= Robert Ward (1754–1831) =

Irish politician and colonel

Col. Robert Ward PC (Ire) (14 July 1754 – March 1831), styled The Honourable from 1770, was an Irish politician and colonel of the South Down militia.

==Background==
He was the fourth son of Bernard Ward, 1st Viscount Bangor and his wife Lady Ann Bligh, daughter of John Bligh, 1st Earl of Darnley and his wife Theodosia Bligh, 10th Baroness Clifton. His older brothers were Nicholas Ward, 2nd Viscount Bangor and Edward Ward. Following the latter's death in 1812, he conveyed the by-that-time-insane 2nd Viscount out of his residence Castle Ward and plundered it.

==Career==
He entered the Irish House of Commons in 1777, sitting for the borough of Wicklow until 1783. Ward was elected for Killyleagh in 1790 and represented it until 1798, when he was returned for Bangor, the family's customary constituency, until the Act of Union in 1801. In November of the latter year, he was sworn of the Privy Council of Ireland. He was appointed High Sheriff of Down for 1792–93.

Ward was a trustee of the Irish Linen Board and from 1805 was Governor of County Down. In 1800, he became the first colonel of the new established South Downshire Militia. Ward won a by-election to the British House of Commons for Down in May 1812, however he did not stand in the next general election in October.

==Family==
In May 1782, he married firstly, Sophia Frances Whaley, third daughter of Richard Chapel Whaley, and had by her four sons and a daughter. She died in 1793 and Ward married secondly, Louisa Jane Symes, second daughter of Reverend Abraham Symes, four years later. By his second wife, he had four sons and two daughters Ward died in 1831, aged 76. His oldest son Edward was a diplomat and his fifth son James a vice-admiral in the Royal Navy. His daughter Anne-Catherine married the barrister John Goddard Richards of Ardamine Estate, County Wexford.

- Extracted material -
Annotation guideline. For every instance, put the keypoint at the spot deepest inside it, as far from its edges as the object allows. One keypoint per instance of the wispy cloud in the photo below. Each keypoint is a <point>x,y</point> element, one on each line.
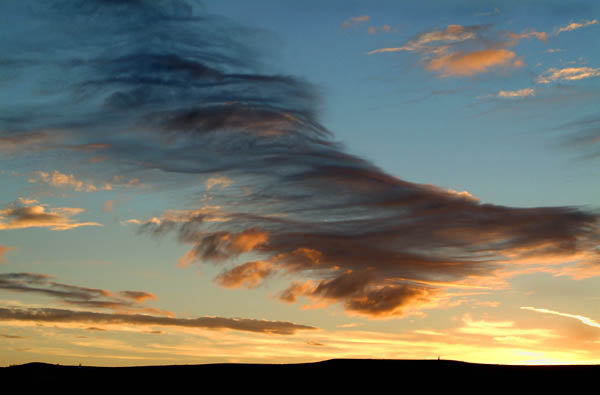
<point>516,93</point>
<point>3,250</point>
<point>48,315</point>
<point>43,284</point>
<point>19,216</point>
<point>445,51</point>
<point>199,106</point>
<point>584,320</point>
<point>574,26</point>
<point>567,74</point>
<point>357,20</point>
<point>61,180</point>
<point>380,29</point>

- Exercise objective -
Set down the part of the Robert Ward biography that begins at the words that have "Ward was a trustee" and stops after "election in October.", with no changes. The material has no connection to the text about Robert Ward.

- Correct response -
Ward was a trustee of the Irish Linen Board and from 1805 was Governor of County Down. In 1800, he became the first colonel of the new established South Downshire Militia. Ward won a by-election to the British House of Commons for Down in May 1812, however he did not stand in the next general election in October.